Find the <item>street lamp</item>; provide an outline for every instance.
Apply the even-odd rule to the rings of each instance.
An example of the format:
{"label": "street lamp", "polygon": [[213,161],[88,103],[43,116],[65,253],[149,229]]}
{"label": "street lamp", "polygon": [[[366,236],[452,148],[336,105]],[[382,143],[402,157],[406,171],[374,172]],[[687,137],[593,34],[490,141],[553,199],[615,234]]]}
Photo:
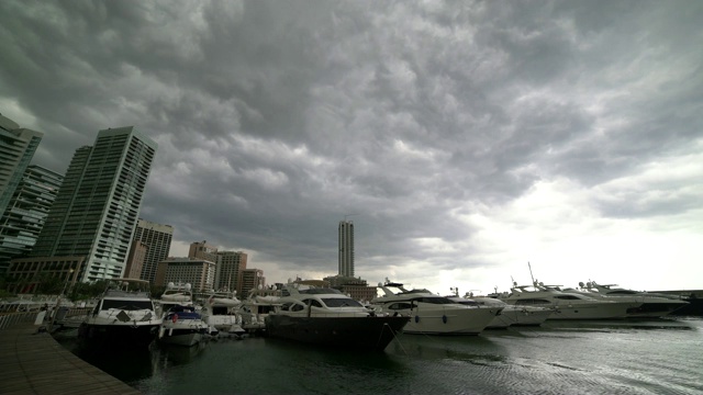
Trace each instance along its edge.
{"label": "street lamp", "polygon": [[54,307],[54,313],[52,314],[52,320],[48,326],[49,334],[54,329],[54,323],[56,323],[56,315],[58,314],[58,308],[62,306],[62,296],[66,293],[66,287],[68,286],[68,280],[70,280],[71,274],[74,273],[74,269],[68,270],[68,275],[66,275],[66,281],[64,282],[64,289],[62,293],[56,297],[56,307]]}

........

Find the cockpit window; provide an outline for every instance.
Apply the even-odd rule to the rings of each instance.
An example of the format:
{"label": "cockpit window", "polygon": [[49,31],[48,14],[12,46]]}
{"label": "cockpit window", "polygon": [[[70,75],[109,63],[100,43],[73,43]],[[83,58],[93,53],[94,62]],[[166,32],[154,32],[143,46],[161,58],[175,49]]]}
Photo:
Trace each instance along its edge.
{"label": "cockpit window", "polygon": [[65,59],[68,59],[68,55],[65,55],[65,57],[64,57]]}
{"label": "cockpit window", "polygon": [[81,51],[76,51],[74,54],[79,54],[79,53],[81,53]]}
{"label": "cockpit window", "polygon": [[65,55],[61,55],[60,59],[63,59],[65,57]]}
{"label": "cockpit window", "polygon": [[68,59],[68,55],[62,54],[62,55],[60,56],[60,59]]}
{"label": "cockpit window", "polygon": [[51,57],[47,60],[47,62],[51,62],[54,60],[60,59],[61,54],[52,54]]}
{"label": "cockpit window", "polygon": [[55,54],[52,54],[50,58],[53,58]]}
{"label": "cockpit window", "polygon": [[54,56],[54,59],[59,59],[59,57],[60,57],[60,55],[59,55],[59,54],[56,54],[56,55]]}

........

Pull out each line of the entries above that contains the string "provide". Treat uppercase and lowercase letters as different.

*Complete output*:
Find the <item>street lamp</item>; provide an outline for every instance.
Find the cockpit window; provide an outline for every instance.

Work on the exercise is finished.